**Text extract**:

- - -

In image processing, there are things that are called **kernels**; when applied to an image, they will transform it in a desirable way. For example, they may find edges of an image for you. If you are curious, you can search for *Sobel Filter* or *Canny Edge Detection*, or take a look at my image processing lecture notebooks where I implemented the sobel filter and the canny edge detection. ([Sobel Filter Notebook](https://github.com/ramesaliyev/image-processing-101/blob/master/03-%20edge%20detection/magnitude.ipynb), [Canny Edge Detection Notebook](https://github.com/ramesaliyev/image-processing-101/blob/master/03-%20edge%20detection/canny.ipynb)).

Since our images are just some matrices with numbers, these "kernels" are also just some matrices - pretty small compared to the images. You can see a demonstration above; on the left, we have our source, aka image, and a 3x3 kernel on its right. The kernel slides over our image and multiplies its values with the original picture values where it sits. Then the sum of all this multiplication becomes a pixel of our output image (on the rightmost). This output image is called the **activation map**. Each convolutional layer could consist of **n** numbers of kernels, which will produce **n** numbers of activation maps. So this is how basically convolution works for images.

- - -

**Dataset extract**:
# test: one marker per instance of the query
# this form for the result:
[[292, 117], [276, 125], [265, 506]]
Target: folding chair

- - -

**The exercise**:
Translate this sentence from the passage on image kernels into Spanish: "The kernel slides over our image and multiplies its values with the original picture values where it sits." The data are not needed for this exercise.

**Output**:
El kernel se desliza sobre nuestra imagen y multiplica sus valores por los valores de la imagen original en el lugar donde se encuentra.